[Start of Attachment]
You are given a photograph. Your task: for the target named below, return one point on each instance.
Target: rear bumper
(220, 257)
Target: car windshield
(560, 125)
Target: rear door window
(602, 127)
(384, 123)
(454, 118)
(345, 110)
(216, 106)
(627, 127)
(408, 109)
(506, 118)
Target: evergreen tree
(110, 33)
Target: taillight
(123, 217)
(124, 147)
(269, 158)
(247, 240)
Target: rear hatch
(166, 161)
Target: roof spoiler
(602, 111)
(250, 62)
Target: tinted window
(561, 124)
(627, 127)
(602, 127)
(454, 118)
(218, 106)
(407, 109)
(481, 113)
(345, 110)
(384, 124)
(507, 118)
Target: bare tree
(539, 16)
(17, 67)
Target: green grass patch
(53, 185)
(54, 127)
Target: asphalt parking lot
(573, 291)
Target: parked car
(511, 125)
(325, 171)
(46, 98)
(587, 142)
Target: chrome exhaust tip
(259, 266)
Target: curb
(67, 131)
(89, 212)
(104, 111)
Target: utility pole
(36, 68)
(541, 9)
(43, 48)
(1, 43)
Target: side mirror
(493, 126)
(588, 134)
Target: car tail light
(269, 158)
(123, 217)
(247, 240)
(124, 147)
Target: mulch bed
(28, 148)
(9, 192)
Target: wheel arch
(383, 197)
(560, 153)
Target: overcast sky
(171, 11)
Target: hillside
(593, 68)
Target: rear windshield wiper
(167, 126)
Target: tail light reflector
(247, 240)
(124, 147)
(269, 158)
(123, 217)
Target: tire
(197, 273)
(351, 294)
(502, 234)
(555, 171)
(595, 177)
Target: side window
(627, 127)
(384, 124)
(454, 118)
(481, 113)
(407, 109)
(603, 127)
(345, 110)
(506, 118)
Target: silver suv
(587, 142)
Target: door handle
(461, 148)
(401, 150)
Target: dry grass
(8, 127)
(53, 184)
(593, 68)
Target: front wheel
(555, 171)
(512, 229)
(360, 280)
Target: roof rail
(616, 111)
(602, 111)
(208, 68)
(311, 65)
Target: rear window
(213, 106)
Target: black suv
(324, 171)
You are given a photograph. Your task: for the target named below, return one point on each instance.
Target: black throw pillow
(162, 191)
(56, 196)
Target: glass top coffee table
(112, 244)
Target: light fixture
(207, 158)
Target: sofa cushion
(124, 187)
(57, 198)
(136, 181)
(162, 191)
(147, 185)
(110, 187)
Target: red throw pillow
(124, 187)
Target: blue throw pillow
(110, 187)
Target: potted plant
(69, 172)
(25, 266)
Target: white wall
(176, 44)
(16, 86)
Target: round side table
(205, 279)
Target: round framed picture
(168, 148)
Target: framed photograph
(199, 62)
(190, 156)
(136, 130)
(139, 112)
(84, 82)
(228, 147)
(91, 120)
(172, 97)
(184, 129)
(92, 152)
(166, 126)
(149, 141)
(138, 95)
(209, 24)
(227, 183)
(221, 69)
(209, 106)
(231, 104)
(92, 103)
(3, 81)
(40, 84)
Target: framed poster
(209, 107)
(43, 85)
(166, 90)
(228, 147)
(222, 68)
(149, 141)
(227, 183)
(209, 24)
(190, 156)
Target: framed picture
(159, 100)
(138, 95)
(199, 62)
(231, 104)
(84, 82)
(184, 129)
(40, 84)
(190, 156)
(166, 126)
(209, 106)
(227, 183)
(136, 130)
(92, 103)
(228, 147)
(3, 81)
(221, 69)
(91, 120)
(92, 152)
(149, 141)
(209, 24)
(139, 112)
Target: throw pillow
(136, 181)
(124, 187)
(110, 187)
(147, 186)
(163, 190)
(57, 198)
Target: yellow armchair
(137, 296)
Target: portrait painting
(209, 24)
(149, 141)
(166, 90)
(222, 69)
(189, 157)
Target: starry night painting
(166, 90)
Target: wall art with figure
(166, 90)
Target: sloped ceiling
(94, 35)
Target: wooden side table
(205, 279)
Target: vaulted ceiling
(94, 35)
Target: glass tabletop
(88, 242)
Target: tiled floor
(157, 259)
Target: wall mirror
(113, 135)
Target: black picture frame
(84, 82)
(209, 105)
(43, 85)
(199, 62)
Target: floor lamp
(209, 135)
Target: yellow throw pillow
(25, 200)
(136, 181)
[End of Attachment]
:: EXERCISE GOAL ::
Exactly as they appear, restate all of the entries.

:: RESPONSE TO THE TASK ::
You are given a photograph. Your task: for the target named below, return one point on each instance.
Target: rear bumper
(220, 257)
Target: car windshield
(560, 125)
Target: rear door window
(602, 127)
(384, 123)
(454, 118)
(345, 110)
(216, 106)
(627, 127)
(408, 109)
(506, 118)
Target: evergreen tree
(110, 33)
Target: taillight
(123, 217)
(124, 147)
(269, 158)
(247, 240)
Target: rear hatch
(166, 161)
Target: roof spoiler
(602, 111)
(250, 62)
Target: tinted window
(561, 124)
(627, 127)
(602, 127)
(454, 118)
(218, 106)
(407, 109)
(481, 113)
(345, 110)
(384, 124)
(507, 118)
Target: bare tree
(539, 16)
(17, 67)
Target: green grass patch
(53, 185)
(54, 127)
Target: asphalt parking lot
(573, 291)
Target: parked car
(511, 125)
(325, 171)
(46, 98)
(587, 142)
Target: chrome exhaust tip
(259, 266)
Target: curb
(67, 131)
(89, 212)
(104, 111)
Target: utility pole
(36, 68)
(541, 9)
(43, 48)
(1, 43)
Target: side mirror
(493, 126)
(588, 134)
Target: car tail light
(269, 158)
(123, 217)
(247, 240)
(124, 147)
Target: mulch bed
(28, 148)
(9, 192)
Target: wheel arch
(383, 197)
(560, 153)
Target: overcast sky
(171, 11)
Target: hillside
(593, 68)
Target: rear windshield wiper
(167, 126)
Target: tail light reflector
(247, 240)
(124, 147)
(269, 158)
(123, 217)
Target: tire
(197, 273)
(351, 294)
(502, 234)
(555, 171)
(595, 177)
Target: side window
(627, 127)
(384, 124)
(454, 118)
(481, 113)
(407, 109)
(603, 127)
(345, 110)
(506, 118)
Target: silver suv
(587, 142)
Target: door handle
(461, 148)
(401, 150)
Target: dry grass
(8, 127)
(53, 184)
(593, 68)
Target: front wheel
(555, 171)
(512, 229)
(360, 280)
Target: roof rail
(616, 111)
(602, 111)
(208, 68)
(311, 65)
Target: rear window
(213, 106)
Target: black suv
(324, 171)
You are given a photograph. Your task: for the target named below, return one point on each instance.
Target: black throw pillow
(162, 191)
(56, 196)
Target: glass top coffee table
(112, 244)
Target: light fixture
(207, 158)
Target: sofa cushion
(124, 187)
(57, 198)
(136, 181)
(162, 191)
(147, 185)
(110, 187)
Target: red throw pillow
(124, 187)
Target: blue throw pillow
(110, 187)
Target: potted plant
(69, 172)
(25, 266)
Target: white wall
(176, 44)
(16, 86)
Target: round side table
(205, 279)
Target: round framed picture
(168, 148)
Target: framed photograph
(199, 62)
(190, 156)
(136, 130)
(139, 112)
(84, 82)
(228, 147)
(91, 120)
(172, 97)
(184, 129)
(92, 152)
(166, 126)
(149, 141)
(138, 95)
(209, 24)
(227, 183)
(221, 69)
(209, 106)
(231, 104)
(92, 103)
(3, 81)
(40, 84)
Target: framed poster
(209, 107)
(43, 85)
(166, 90)
(228, 147)
(222, 68)
(149, 141)
(227, 183)
(209, 24)
(190, 156)
Target: framed picture
(159, 100)
(138, 95)
(199, 62)
(231, 104)
(84, 82)
(184, 129)
(40, 84)
(190, 156)
(166, 126)
(209, 106)
(227, 183)
(136, 130)
(92, 103)
(228, 147)
(3, 81)
(221, 69)
(91, 120)
(92, 152)
(149, 141)
(209, 24)
(139, 112)
Target: throw pillow
(136, 181)
(124, 187)
(110, 187)
(147, 186)
(163, 190)
(57, 198)
Target: yellow armchair
(137, 296)
Target: portrait painting
(209, 24)
(149, 141)
(166, 90)
(222, 69)
(189, 157)
Target: starry night painting
(166, 90)
Target: wall art with figure
(166, 90)
Target: sloped ceiling
(94, 35)
Target: wooden side table
(205, 279)
Target: vaulted ceiling
(94, 35)
Target: glass tabletop
(88, 242)
Target: tiled floor
(157, 259)
Target: wall mirror
(113, 135)
Target: black picture frame
(84, 82)
(209, 105)
(43, 85)
(199, 62)
Target: floor lamp
(209, 135)
Target: yellow throw pillow
(25, 200)
(136, 181)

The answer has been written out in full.